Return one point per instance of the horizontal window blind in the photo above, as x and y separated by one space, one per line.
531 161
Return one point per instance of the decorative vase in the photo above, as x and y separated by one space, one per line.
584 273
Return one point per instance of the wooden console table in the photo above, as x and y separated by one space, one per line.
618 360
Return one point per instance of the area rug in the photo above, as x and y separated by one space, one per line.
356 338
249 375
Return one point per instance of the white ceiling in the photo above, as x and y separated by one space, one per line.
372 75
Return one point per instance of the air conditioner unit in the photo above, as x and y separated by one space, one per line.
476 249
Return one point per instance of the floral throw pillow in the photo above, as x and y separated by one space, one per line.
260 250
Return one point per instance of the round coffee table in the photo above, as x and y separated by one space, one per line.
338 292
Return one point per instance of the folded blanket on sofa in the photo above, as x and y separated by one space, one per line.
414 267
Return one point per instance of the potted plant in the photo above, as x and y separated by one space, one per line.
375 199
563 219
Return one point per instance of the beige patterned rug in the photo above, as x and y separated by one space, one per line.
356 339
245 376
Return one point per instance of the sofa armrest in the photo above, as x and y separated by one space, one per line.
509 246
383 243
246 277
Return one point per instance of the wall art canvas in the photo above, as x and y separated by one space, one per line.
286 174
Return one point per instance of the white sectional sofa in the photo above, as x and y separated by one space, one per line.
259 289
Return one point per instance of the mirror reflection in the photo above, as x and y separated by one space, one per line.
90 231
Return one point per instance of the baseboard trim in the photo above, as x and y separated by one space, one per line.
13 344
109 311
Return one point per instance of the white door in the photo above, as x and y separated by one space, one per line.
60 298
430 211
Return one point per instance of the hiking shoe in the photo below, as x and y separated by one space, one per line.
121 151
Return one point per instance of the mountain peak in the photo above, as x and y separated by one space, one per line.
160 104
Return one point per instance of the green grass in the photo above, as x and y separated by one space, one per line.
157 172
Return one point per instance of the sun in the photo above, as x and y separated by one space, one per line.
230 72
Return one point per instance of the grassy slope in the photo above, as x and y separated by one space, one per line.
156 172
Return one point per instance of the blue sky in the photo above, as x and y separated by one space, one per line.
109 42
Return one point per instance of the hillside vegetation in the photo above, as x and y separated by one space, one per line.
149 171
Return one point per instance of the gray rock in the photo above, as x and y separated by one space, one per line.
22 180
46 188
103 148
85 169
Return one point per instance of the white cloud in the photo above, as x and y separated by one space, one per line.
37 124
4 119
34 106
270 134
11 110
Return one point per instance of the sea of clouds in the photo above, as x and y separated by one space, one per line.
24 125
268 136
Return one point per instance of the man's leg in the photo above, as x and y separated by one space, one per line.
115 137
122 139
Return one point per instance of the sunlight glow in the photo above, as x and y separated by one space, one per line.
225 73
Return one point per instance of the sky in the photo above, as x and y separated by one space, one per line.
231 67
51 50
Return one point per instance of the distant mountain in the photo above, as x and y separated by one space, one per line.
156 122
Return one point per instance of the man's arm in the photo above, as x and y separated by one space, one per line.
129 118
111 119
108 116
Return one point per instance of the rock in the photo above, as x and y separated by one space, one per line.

# # # #

Extract the complete set of records unchanged.

Return one point per instance of the horizontal window blind in the photo above, as x and y separated by one space, one per line.
531 161
Return one point per instance of the decorative vase in the photo above, as x and y separated by one space, one per line.
584 273
Return one point per instance of the wooden console table in the photo above, as x and y separated by one space, one per line.
618 360
Return one point per instance of the area rug in the photo above, as x and y separated by one space, one per line.
356 338
249 375
Return one point per instance of the white ceiling in the photo above, as x and y separated by one space, one per line.
372 75
Return one point per instance of the air conditioner unit in the photo above, as x and y separated by one space, one per line.
476 249
Return one point per instance of the floral throw pillow in the photo above, as x and y separated by one space, one per line.
260 250
Return one point per instance of the round coffee table in the photo above, as x and y separated by one space, one per line.
338 292
Return one point per instance of the folded blanket on sofa in the photo above, as x and y separated by one space, one per line.
414 267
Return one point per instance of the potted plant in the photo above, as x and y separated by one space, one per line.
375 199
563 219
Return one point per instance of the beige patterned rug in the photo above, as x and y separated by one space, one per line.
356 339
245 376
Return one point per instance of the sofa armrest in the photo above, as x and y separated by one space, one per line.
509 246
383 243
246 277
Return one point per instance of the wall art canvas in the photo above, as x and y separated by one space, one per line.
286 174
Return one point per instance of the white sectional sofa in the photo above, as x and y separated by one space, one per line.
259 289
Return one point per instance of the mirror reflection in the photo above, as x and y separated by one space, one per line.
90 231
Return one point per instance of the baseboard trim in the photo above, as x and y separated by one space, one per line.
13 344
109 311
Return one point per instance of the white door in the photo above, as x and y separated by one space, one per line.
60 298
430 211
Return one point per instance of the hiking shoe in the photo below, as x and y separated by one space, one per line.
121 151
Return one point per instance of the mountain peak in the photo above, as x and y separated by one space, one per line.
160 104
Return one point per instance of the green grass in the photo above, as x and y separated by one space, one per line.
157 172
Return one point per instance of the sun in the photo above, as x and y separated by one space, one per line.
230 72
Return one point per instance of the grassy slope in the photo above, as x and y separated by one space, one per line.
156 172
Return one point per instance of the blue sky in the photo above, as x and y separated by one space, one per line.
109 42
Return one point per instance of the hillside vegetation in the photo above, as x and y separated by one space, one per line.
149 171
Return one point per instance of the gray rock in the photo above, as x and y separated by one space, one per line.
22 180
46 188
103 148
85 169
Return one point per instance of the white cloud in the photo above, as x and y separated by one space, one per line.
37 124
4 119
34 106
270 134
11 110
Return one point per instance of the sea of clouds in the photo above, as x and y separated by one space, one per line.
24 125
268 136
Return one point per instance of the man's leg in the photo above, as x and y separated by one space, one per line.
115 137
122 139
Return one point per instance of the sunlight glow in the photo above, as x and y separated by one space, one per line.
225 73
Return one point per instance of the sky in the photo above, as x and y separated by one space, one per line.
231 67
51 50
Return one point per instance of the distant mountain in the photo above, as x and y separated by one space, one per line.
156 122
Return one point per instance of the man's arm in the photo above, as x and y separated by one space, one per line.
129 118
111 119
108 116
Return one point per instance of the rock in the photo above, as x and y separated by one space, one per line.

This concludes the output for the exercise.